+++ Data for this exercise
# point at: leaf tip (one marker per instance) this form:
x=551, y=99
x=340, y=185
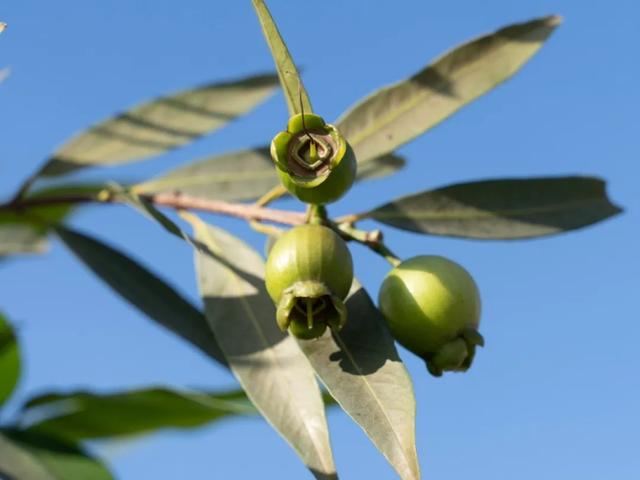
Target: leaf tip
x=554, y=20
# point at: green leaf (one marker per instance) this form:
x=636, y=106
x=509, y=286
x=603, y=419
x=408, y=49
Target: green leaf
x=501, y=209
x=267, y=363
x=160, y=125
x=143, y=289
x=242, y=175
x=396, y=114
x=86, y=415
x=362, y=370
x=25, y=456
x=294, y=91
x=9, y=360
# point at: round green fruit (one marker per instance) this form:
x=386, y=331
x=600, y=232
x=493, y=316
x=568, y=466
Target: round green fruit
x=432, y=307
x=314, y=161
x=308, y=274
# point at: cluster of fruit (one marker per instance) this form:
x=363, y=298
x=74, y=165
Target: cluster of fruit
x=431, y=304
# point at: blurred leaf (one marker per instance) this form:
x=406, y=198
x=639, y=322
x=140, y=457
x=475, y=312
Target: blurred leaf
x=160, y=125
x=26, y=456
x=294, y=91
x=267, y=363
x=379, y=167
x=361, y=369
x=86, y=415
x=144, y=290
x=9, y=360
x=396, y=114
x=501, y=209
x=20, y=238
x=24, y=230
x=242, y=175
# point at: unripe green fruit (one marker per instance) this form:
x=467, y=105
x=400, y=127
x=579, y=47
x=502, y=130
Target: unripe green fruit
x=314, y=161
x=432, y=307
x=308, y=274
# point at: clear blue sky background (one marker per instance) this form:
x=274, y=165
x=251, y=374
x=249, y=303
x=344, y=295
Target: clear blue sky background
x=554, y=394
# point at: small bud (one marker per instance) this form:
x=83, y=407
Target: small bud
x=314, y=161
x=308, y=275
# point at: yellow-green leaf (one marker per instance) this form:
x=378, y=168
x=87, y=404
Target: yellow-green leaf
x=501, y=209
x=9, y=360
x=396, y=114
x=242, y=175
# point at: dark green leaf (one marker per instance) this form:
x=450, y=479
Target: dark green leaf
x=20, y=238
x=160, y=125
x=501, y=209
x=361, y=369
x=9, y=360
x=267, y=363
x=242, y=175
x=25, y=456
x=87, y=415
x=144, y=290
x=394, y=115
x=294, y=91
x=24, y=230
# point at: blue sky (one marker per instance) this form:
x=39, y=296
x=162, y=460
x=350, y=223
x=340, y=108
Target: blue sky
x=554, y=394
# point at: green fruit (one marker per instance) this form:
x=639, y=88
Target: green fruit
x=314, y=161
x=432, y=307
x=308, y=274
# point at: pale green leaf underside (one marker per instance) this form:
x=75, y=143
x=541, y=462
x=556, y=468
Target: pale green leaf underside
x=267, y=363
x=160, y=125
x=294, y=91
x=394, y=115
x=9, y=360
x=145, y=290
x=242, y=175
x=16, y=238
x=361, y=369
x=30, y=457
x=501, y=209
x=88, y=415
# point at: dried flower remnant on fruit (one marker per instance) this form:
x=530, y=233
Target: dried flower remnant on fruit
x=314, y=161
x=308, y=275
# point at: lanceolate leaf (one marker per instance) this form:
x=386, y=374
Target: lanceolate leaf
x=24, y=230
x=242, y=175
x=160, y=125
x=25, y=456
x=396, y=114
x=501, y=209
x=154, y=297
x=268, y=364
x=9, y=360
x=361, y=369
x=294, y=91
x=87, y=415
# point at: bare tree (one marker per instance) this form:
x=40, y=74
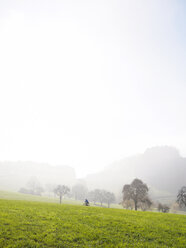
++++++
■ Work to complete: Please return the listing above exactly and leave every picture out.

■ The completed task:
# point at: leaf tip (one marker per instance) this form:
x=551, y=99
x=340, y=185
Target: leaf tip
x=554, y=20
# point at: green leaf (one marker per instance) this form:
x=636, y=106
x=509, y=286
x=603, y=419
x=408, y=49
Target: green leaf
x=501, y=209
x=267, y=363
x=160, y=125
x=143, y=289
x=242, y=175
x=396, y=114
x=86, y=415
x=362, y=370
x=25, y=456
x=294, y=91
x=9, y=360
# point at: round green fruit (one marker per instance) this form:
x=386, y=331
x=600, y=232
x=493, y=316
x=568, y=466
Target: round green fruit
x=432, y=307
x=314, y=161
x=308, y=274
# point at: cluster of fruit (one marker per instance) this form:
x=363, y=298
x=74, y=165
Target: cluster of fruit
x=431, y=304
# point at: blurred leaf (one marker per instance) this form:
x=406, y=198
x=639, y=322
x=140, y=457
x=475, y=312
Target: blurred leaf
x=160, y=125
x=26, y=456
x=294, y=91
x=267, y=363
x=379, y=167
x=361, y=369
x=86, y=415
x=144, y=290
x=9, y=360
x=396, y=114
x=501, y=209
x=20, y=238
x=24, y=230
x=242, y=175
# point at: unripe green fruit (one marker per instance) this form:
x=467, y=105
x=400, y=127
x=579, y=47
x=502, y=130
Target: unripe green fruit
x=314, y=161
x=432, y=307
x=308, y=274
# point at: clear blue sky background (one marker per instance) this form:
x=274, y=165
x=251, y=374
x=249, y=303
x=344, y=295
Target: clear blue sky background
x=554, y=394
# point at: small bud (one marker per instance) this form:
x=83, y=407
Target: small bud
x=314, y=161
x=308, y=275
# point at: yellow-green leaf (one marker per instance) this form:
x=378, y=168
x=87, y=404
Target: yellow-green leaf
x=501, y=209
x=9, y=360
x=396, y=114
x=242, y=175
# point at: dark green leaf (one marker per instance) this form:
x=450, y=479
Target: dark green leaf
x=20, y=238
x=160, y=125
x=501, y=209
x=361, y=369
x=9, y=360
x=267, y=363
x=242, y=175
x=25, y=456
x=87, y=415
x=144, y=290
x=394, y=115
x=294, y=91
x=24, y=230
# point at: blue sky (one marker per instance) this form:
x=39, y=296
x=162, y=460
x=350, y=223
x=340, y=108
Target: blue sky
x=554, y=394
# point at: green fruit (one marker per instance) this form:
x=639, y=88
Target: green fruit
x=314, y=161
x=432, y=307
x=308, y=274
# point at: pale green leaf underside (one marker per instance) this form:
x=75, y=143
x=541, y=462
x=556, y=468
Target: pale green leaf underside
x=267, y=363
x=160, y=125
x=294, y=91
x=394, y=115
x=9, y=360
x=145, y=290
x=242, y=175
x=16, y=238
x=361, y=369
x=30, y=457
x=501, y=209
x=88, y=415
# point at: dried flower remnant on fruit (one marker per instance) this form:
x=530, y=233
Target: dried flower remnant on fruit
x=314, y=161
x=308, y=275
# point at: lanceolate leaf (one marker per instance) this form:
x=386, y=374
Target: lanceolate leaf
x=24, y=230
x=242, y=175
x=160, y=125
x=25, y=456
x=396, y=114
x=501, y=209
x=154, y=297
x=268, y=364
x=9, y=360
x=361, y=369
x=294, y=91
x=87, y=415
# point at: bare tree (one marker per instance) this form:
x=40, y=74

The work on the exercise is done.